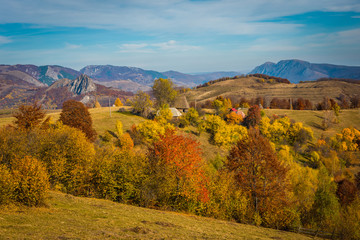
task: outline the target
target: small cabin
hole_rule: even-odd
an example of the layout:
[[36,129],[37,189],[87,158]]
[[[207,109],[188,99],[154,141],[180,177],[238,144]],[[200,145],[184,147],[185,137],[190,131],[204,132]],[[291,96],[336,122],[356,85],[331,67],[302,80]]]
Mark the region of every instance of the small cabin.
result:
[[183,113],[186,113],[189,110],[190,106],[184,95],[175,99],[174,108]]

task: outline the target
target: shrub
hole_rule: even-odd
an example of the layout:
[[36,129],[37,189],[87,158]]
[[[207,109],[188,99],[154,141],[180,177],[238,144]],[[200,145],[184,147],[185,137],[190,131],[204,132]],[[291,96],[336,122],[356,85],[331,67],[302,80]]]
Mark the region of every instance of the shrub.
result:
[[50,183],[63,191],[85,194],[81,184],[86,182],[85,170],[94,159],[94,145],[83,132],[57,124],[39,141],[37,157],[45,163]]
[[161,124],[166,124],[172,119],[173,115],[168,105],[163,105],[157,112],[155,120]]
[[9,169],[0,164],[0,205],[11,201],[15,184]]
[[218,146],[230,147],[247,137],[247,129],[239,125],[224,125],[215,133],[213,140]]
[[136,133],[140,135],[143,141],[151,143],[159,139],[166,129],[175,129],[171,124],[160,124],[159,122],[147,120],[136,126]]
[[226,121],[229,124],[239,124],[243,121],[243,117],[240,114],[237,114],[236,112],[231,112],[226,115]]
[[36,158],[26,156],[14,159],[11,164],[14,179],[14,199],[27,206],[44,202],[49,180],[45,167]]
[[197,126],[199,122],[199,113],[195,108],[190,108],[186,114],[180,117],[180,124],[184,127],[192,125]]
[[131,136],[129,133],[125,133],[125,134],[121,135],[119,142],[120,142],[121,149],[131,150],[134,147],[134,142],[131,139]]
[[206,130],[212,135],[215,135],[220,127],[224,125],[226,125],[225,121],[219,116],[210,115],[206,117]]
[[41,105],[35,102],[33,105],[21,105],[18,112],[14,114],[14,123],[20,129],[33,129],[40,125],[45,117]]

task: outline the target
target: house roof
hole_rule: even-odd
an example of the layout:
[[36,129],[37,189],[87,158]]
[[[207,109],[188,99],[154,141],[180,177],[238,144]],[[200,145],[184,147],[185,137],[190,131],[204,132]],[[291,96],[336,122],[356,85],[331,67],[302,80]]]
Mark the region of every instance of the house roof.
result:
[[186,100],[185,95],[179,96],[179,97],[177,97],[175,99],[174,107],[175,108],[180,108],[180,109],[188,109],[188,108],[190,108],[189,103]]
[[170,111],[171,111],[173,117],[180,117],[181,116],[181,112],[179,110],[177,110],[176,108],[170,108]]

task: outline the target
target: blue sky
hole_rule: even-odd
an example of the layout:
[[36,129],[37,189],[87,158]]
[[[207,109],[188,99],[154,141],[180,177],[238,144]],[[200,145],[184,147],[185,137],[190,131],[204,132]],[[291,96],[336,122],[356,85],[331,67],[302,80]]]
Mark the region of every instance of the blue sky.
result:
[[0,64],[249,71],[360,66],[359,0],[0,0]]

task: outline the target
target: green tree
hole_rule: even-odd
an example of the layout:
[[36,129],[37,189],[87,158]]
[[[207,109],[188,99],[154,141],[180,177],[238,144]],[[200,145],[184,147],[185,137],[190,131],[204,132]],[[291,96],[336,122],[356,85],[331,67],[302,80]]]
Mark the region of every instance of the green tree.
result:
[[153,102],[150,100],[150,96],[147,93],[138,91],[131,101],[131,106],[133,107],[133,112],[135,114],[147,117],[153,106]]
[[65,125],[80,129],[90,141],[95,141],[97,134],[92,127],[91,115],[83,103],[75,100],[64,102],[59,120]]
[[14,123],[18,128],[30,130],[40,126],[45,117],[45,112],[40,104],[34,102],[32,105],[21,105],[18,112],[13,116],[15,117]]
[[313,224],[319,228],[332,230],[339,217],[339,202],[336,184],[331,180],[326,168],[321,165],[318,174],[318,189],[311,210]]
[[174,84],[170,79],[156,79],[152,89],[157,107],[161,107],[164,104],[171,105],[177,96],[177,91],[174,89]]

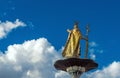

· · · ·

Count how many lines in the records hold the string "cabin"; reply with the number alone.

▸ **OUTPUT BELOW**
2